Records contained in a dataset

=====

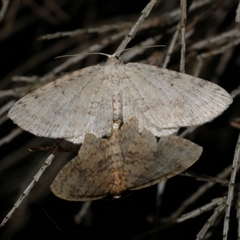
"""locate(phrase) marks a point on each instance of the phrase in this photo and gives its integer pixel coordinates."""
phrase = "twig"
(231, 188)
(211, 220)
(3, 9)
(196, 195)
(78, 218)
(135, 27)
(237, 19)
(202, 209)
(183, 30)
(46, 164)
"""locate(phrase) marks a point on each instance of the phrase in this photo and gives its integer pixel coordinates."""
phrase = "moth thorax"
(117, 183)
(117, 105)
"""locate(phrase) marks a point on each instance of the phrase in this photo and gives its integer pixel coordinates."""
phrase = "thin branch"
(231, 188)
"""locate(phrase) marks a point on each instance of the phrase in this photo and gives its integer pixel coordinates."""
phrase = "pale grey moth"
(91, 99)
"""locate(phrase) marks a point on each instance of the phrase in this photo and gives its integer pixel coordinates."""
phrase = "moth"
(127, 160)
(90, 100)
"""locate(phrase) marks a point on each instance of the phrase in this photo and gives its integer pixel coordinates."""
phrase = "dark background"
(44, 216)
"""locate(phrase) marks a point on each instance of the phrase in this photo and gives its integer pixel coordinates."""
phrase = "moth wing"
(85, 177)
(173, 156)
(163, 100)
(68, 107)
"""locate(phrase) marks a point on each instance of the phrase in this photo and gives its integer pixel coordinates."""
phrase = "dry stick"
(212, 53)
(231, 188)
(202, 209)
(217, 40)
(197, 194)
(206, 178)
(127, 55)
(238, 213)
(218, 210)
(183, 31)
(133, 31)
(3, 9)
(83, 212)
(21, 91)
(171, 46)
(101, 29)
(6, 107)
(46, 164)
(192, 214)
(237, 19)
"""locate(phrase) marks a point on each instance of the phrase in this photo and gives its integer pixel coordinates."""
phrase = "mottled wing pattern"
(85, 177)
(173, 155)
(162, 99)
(68, 108)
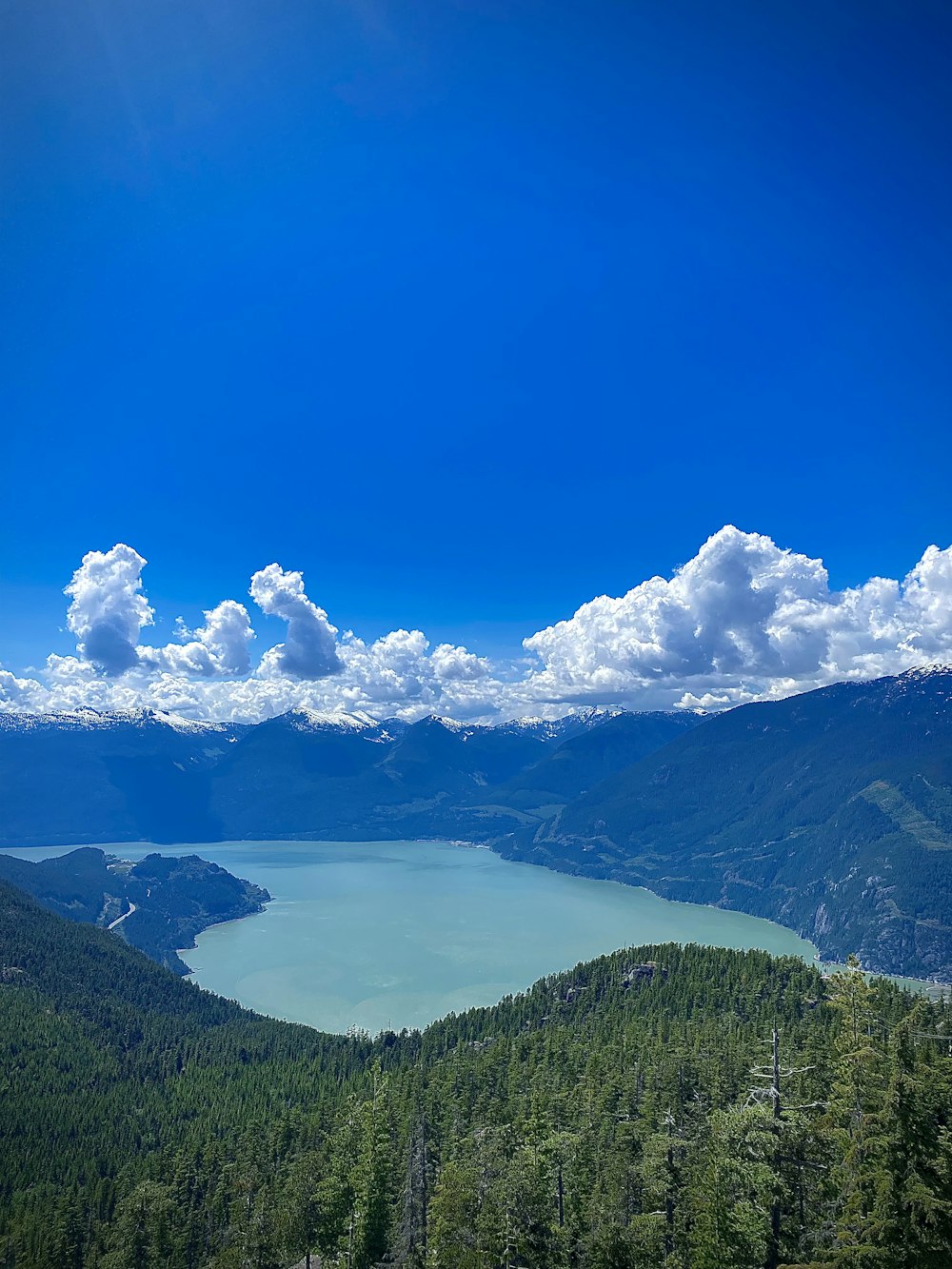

=====

◆ Task directions
When you print the entries, keep every line exactly as it is and drop the pictures.

◆ Response for this exercise
"""locate(phrase) marks a point on each instance of the phrase in this photo and gives its integer pixel coordinates."""
phrase = "twig"
(231, 188)
(211, 220)
(3, 9)
(196, 195)
(78, 218)
(135, 27)
(237, 19)
(202, 209)
(183, 30)
(46, 164)
"""locate(phrase) marks a point on each instance of the phrase in this photo and gives its integer pixel coordinates."""
phrase = "moth thorax"
(117, 183)
(117, 105)
"""locate(phrase) marks a point on each instance of the phrase in this photo and gives its integer pixel coordinates."""
phrase = "thin branch"
(231, 188)
"""locate(phrase) marks a point on each instance of the phrase in this photo and gives its integer pixel coordinates."""
phrase = "pale grey moth"
(91, 99)
"""locate(phrase) marks a point on each instance of the phrase in this photo and gives its integer pixel coordinates."""
phrase = "moth"
(127, 160)
(90, 100)
"""locate(phrase) marks a point on each instance of the phrase in this photo and gives its integer pixel coordinates."""
phrase = "dark background"
(44, 216)
"""locate(phrase) marks a point on each instance of the phrase in this photo and gives its integer pixel coordinates."""
phrase = "moth wing"
(85, 177)
(173, 156)
(163, 100)
(68, 107)
"""locate(phrase) marks a point on each instance of the phrase in this photo and gives its integer pixel coordinates."""
phrase = "dry stick"
(212, 53)
(231, 188)
(202, 209)
(217, 40)
(197, 194)
(206, 178)
(127, 55)
(238, 213)
(218, 210)
(183, 31)
(133, 31)
(3, 9)
(83, 212)
(21, 91)
(171, 46)
(101, 29)
(6, 107)
(46, 164)
(192, 214)
(237, 19)
"""locate(phrase) marks a point on each instance of the phrase in this photo and gives its integer pixel coordinates."""
phrase = "mottled wing pattern"
(85, 177)
(173, 155)
(162, 99)
(68, 108)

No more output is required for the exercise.